_What is expected_:
Only an exact copy of the records, from the line with "Study the picture above. For each instance of the elbow" through the last line, is wanted.
### Records for the task ###
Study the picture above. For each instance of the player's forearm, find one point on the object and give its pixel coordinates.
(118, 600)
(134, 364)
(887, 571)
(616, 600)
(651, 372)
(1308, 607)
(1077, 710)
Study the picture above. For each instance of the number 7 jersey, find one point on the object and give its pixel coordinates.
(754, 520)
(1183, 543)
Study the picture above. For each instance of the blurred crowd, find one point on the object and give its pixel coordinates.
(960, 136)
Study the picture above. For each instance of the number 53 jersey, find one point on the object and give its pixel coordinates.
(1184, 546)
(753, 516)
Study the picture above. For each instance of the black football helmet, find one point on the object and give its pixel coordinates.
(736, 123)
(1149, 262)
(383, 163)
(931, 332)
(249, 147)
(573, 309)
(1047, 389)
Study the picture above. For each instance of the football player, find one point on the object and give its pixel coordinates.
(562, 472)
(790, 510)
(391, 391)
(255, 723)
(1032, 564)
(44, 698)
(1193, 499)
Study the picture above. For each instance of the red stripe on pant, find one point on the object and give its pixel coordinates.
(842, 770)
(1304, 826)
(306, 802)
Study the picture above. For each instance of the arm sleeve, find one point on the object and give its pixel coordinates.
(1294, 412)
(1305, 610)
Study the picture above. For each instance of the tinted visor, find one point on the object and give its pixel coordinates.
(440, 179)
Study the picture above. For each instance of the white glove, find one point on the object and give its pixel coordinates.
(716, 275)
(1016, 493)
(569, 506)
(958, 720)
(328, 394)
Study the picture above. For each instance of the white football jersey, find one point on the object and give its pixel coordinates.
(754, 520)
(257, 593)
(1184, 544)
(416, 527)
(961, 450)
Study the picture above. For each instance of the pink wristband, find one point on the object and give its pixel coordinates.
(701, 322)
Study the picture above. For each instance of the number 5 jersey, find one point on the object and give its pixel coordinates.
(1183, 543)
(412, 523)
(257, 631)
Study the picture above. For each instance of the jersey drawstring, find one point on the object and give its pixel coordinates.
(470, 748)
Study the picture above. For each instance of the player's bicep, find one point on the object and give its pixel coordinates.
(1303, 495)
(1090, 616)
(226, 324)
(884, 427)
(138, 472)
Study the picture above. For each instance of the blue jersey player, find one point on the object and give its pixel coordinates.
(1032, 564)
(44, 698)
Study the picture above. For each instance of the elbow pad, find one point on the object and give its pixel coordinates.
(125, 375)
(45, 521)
###
_Result for this exercise_:
Study the picture above. For each instance of the elbow pad, find one point on the object and give its pixel coordinates.
(125, 375)
(45, 521)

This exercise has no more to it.